━━━ RECORDS SUPPLIED ━━━
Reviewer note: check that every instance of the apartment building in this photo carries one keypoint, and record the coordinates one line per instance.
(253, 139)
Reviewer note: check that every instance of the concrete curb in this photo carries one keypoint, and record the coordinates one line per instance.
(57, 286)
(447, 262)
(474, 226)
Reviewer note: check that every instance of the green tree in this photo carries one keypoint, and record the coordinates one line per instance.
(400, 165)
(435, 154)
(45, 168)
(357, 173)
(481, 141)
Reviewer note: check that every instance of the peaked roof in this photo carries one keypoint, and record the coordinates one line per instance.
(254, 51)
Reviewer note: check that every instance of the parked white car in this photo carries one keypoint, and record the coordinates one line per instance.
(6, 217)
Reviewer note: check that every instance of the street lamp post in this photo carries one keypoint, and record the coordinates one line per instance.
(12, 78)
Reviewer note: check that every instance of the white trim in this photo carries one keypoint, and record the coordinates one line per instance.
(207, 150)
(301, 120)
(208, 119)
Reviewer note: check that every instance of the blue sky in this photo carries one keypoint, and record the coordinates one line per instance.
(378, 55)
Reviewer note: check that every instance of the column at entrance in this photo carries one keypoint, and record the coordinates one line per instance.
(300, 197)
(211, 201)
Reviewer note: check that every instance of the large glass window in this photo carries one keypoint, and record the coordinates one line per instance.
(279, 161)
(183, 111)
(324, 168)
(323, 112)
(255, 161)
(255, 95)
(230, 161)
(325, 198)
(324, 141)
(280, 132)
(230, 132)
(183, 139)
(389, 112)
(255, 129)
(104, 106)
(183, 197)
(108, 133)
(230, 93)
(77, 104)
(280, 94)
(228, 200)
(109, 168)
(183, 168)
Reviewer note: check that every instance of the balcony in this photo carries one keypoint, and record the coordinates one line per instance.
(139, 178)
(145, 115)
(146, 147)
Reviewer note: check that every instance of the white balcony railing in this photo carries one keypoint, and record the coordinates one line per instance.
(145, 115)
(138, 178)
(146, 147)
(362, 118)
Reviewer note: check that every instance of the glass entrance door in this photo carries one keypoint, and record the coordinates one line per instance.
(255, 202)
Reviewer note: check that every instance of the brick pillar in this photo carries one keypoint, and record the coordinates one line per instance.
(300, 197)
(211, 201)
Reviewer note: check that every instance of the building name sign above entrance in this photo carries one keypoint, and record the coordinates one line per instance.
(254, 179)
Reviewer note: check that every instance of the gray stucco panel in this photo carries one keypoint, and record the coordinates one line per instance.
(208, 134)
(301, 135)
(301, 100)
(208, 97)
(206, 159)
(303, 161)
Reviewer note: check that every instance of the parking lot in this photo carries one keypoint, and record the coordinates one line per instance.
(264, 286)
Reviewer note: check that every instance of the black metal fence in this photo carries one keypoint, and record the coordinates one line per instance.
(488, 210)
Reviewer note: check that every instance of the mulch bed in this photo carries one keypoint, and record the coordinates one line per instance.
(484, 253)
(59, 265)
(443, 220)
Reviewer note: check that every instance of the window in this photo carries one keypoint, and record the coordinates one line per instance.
━━━
• **PROMPT**
Please output the entries above, every line exactly as it reads.

• **ANSWER**
Reviewer note: check that every instance of the apartment building in this photo carries one keypoint, and record the coordinates one line per instance.
(253, 139)
Reviewer note: check that every instance of the concrete curb in this photo carries one keypoint, and record the coordinates one line per instance.
(57, 286)
(447, 262)
(474, 226)
Reviewer note: check that every instance of the green tree in this photo carries one keypoint, and record the coordinates one line per instance.
(400, 165)
(435, 154)
(45, 168)
(357, 173)
(481, 141)
Reviewer note: check that every instance of the peaked roof in this photo carries one keypoint, and record the coordinates one line per instance.
(254, 51)
Reviewer note: check that every instance of the parked white car in this photo carries one keypoint, and record the coordinates one line per instance.
(6, 217)
Reviewer note: check that every instance of the street lamp post in this photo carries one keypoint, and record the coordinates one line per instance.
(12, 78)
Reviewer note: check that every instance of the white trim in this photo carries one keypoint, and record the coordinates one line per instance.
(207, 150)
(301, 120)
(208, 119)
Reviewer note: check that every instance of the blue sky in this photo carries one keypoint, and record the coordinates one line per instance.
(378, 55)
Reviewer note: check that every instance of the column at entrance in this photo carries one keypoint, and record the coordinates one line per instance.
(300, 197)
(211, 201)
Reviewer note: check that every instance of the large glass window in this photo carries one keypoint, and record the coordinates one line per instance.
(279, 161)
(183, 111)
(324, 168)
(323, 112)
(255, 161)
(255, 95)
(230, 161)
(325, 198)
(324, 141)
(280, 132)
(230, 132)
(183, 139)
(389, 112)
(255, 129)
(104, 106)
(183, 197)
(108, 133)
(230, 93)
(77, 104)
(280, 94)
(228, 200)
(109, 168)
(183, 168)
Reviewer note: check that every instance of the balcony in this photo carries one keypoint, and record the coordinates one line per instance.
(139, 178)
(145, 115)
(146, 147)
Reviewer note: check that every instance of the white balcony railing in this photo carries one keypoint, and record the coordinates one line per instance.
(145, 115)
(138, 178)
(146, 147)
(362, 118)
Reviewer note: check that every instance of the glass entrance door in this photo carries one keypoint, and record the coordinates one line per instance.
(255, 202)
Reviewer note: check that every instance of the brick pillar in this photo carries one keypoint, and record the coordinates one line per instance.
(300, 197)
(211, 201)
Reviewer note: check that every instance of the building name sign above entrance in this photo carries one keypoint, and record the coordinates one line per instance.
(254, 179)
Reviewer note: check that every instance of the gray stucco panel in this photo carries one keypoint, and record the coordinates one line per instance.
(208, 134)
(301, 135)
(301, 100)
(208, 97)
(206, 159)
(303, 161)
Reviewer note: check that every instance of the parking lot in this photo carries one keypoint, and record the coordinates one line per instance.
(264, 286)
Reviewer note: check that every instance of the black metal fence in this photo carries one keypoint, and record the coordinates one line per instance.
(488, 210)
Reviewer note: check that every instance of the mulch bed in this photo carries one keypoint, and record the coordinates one line per instance.
(484, 253)
(59, 265)
(443, 220)
Reviewer note: check that every instance of the window in this photo carries one keypoint, and record the coordinates one line per instance.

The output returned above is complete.